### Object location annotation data
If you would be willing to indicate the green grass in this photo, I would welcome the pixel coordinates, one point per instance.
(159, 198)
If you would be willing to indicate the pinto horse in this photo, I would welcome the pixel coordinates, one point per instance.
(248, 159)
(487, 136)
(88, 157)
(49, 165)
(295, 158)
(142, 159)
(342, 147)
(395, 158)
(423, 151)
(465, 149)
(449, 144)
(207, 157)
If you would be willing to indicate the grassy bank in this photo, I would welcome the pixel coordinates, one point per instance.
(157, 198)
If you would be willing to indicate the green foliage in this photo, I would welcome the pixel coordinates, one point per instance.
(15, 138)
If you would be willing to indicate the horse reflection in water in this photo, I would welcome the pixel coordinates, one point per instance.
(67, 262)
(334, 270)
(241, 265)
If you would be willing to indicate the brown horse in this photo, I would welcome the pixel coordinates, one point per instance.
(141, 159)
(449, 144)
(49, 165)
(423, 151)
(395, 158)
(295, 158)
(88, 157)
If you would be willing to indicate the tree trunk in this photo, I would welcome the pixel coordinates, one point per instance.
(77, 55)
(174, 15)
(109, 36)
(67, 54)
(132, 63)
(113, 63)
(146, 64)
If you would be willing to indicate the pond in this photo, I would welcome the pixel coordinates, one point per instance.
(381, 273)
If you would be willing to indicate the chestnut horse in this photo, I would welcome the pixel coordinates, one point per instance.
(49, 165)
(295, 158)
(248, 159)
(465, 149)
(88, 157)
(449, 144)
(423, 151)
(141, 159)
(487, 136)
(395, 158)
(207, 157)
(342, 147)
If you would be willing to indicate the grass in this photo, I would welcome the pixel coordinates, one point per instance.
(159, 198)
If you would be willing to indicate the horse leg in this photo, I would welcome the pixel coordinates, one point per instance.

### DO THIS
Please copy all of the data above word for word.

### CORRECT RESULT
If you would be willing to indicate the green grass in this photo, I would welcome the pixel coordinates, one point per instance.
(159, 198)
If you would be willing to indicate the pinto horse in this photo, I would welcome the pixel coordinates, one point per instance.
(248, 159)
(487, 136)
(88, 157)
(49, 165)
(295, 158)
(142, 159)
(342, 147)
(395, 158)
(423, 151)
(465, 149)
(449, 144)
(207, 157)
If you would be willing to indicate the grassy bank in this photo, I would welcome the pixel coordinates, one point per instance.
(157, 198)
If you would be willing to indicate the green foliage in this photo, I would welcome the pixel coordinates, one point per instance.
(15, 138)
If you would be willing to indicate the horse reflection in water in this photo, I would welcome the pixel coordinates, one point per instance.
(67, 262)
(334, 270)
(241, 265)
If you would be willing to indicate the brown horse in this photo, I would welcome the pixel coordinates, one point per instance.
(141, 159)
(449, 144)
(49, 165)
(423, 151)
(395, 158)
(295, 158)
(88, 157)
If you would be willing to indicate the tree trunk in this photo, I would welcome the pixel coordinates, one point per instance.
(77, 55)
(174, 15)
(109, 36)
(67, 54)
(132, 63)
(113, 63)
(146, 64)
If you would be willing to indicate the pond in this photo, I would welcome the pixel coordinates, one point per instance.
(381, 273)
If you would be willing to indicate the chestnut horse in this photo, I would welcome the pixel coordinates, one point per instance.
(49, 165)
(295, 158)
(248, 159)
(465, 149)
(88, 157)
(449, 144)
(423, 151)
(141, 159)
(487, 136)
(395, 158)
(207, 157)
(342, 147)
If you would be willing to indicate the grass in this photo, I would welcome the pixel coordinates, one point per instance.
(159, 198)
If you would be willing to indicate the horse leg in this photo, I would welcome the pixel coordinates, one point per instance.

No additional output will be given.